Work out how many lines in the records include the word "target", then answer with nothing but that number.

Records for the task Block Start

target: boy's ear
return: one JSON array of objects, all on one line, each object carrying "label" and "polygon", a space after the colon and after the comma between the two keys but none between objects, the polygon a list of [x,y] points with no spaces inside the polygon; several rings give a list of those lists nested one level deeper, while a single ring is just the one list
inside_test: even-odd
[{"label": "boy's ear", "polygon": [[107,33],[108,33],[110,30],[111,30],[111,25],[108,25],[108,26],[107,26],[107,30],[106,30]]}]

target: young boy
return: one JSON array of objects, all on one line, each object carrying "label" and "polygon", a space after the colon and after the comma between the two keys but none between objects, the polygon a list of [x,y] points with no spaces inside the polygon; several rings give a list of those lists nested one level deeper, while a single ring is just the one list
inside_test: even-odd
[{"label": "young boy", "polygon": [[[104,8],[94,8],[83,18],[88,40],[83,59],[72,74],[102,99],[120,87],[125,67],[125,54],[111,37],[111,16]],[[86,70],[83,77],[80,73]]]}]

Records for the task Block End
Records for the task Block Start

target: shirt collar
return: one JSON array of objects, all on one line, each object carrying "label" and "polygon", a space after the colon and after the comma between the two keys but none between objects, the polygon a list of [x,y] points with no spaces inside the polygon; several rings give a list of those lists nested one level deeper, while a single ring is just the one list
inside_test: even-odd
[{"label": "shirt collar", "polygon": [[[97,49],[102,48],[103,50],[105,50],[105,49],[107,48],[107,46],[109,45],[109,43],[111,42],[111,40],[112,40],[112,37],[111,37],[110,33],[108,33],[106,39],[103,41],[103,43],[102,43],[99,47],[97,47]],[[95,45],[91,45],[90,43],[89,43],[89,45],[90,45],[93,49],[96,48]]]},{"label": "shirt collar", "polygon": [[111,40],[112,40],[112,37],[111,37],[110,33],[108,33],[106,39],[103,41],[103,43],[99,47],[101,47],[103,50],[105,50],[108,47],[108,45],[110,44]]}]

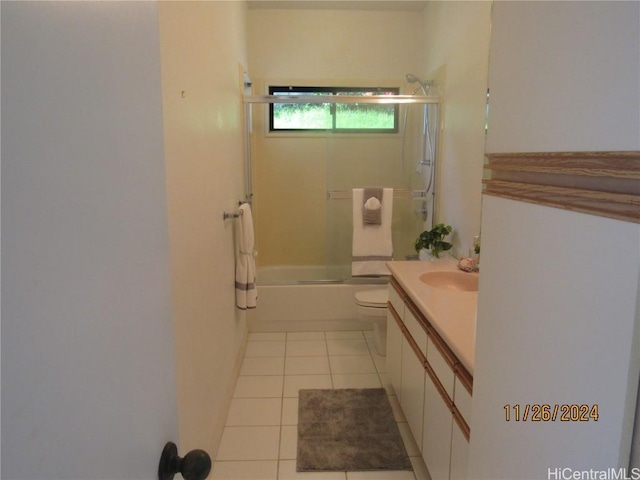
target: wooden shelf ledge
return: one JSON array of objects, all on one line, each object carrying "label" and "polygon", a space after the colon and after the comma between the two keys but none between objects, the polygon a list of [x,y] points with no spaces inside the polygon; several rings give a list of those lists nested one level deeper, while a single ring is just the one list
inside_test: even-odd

Records for the task Block End

**Result of the task**. 4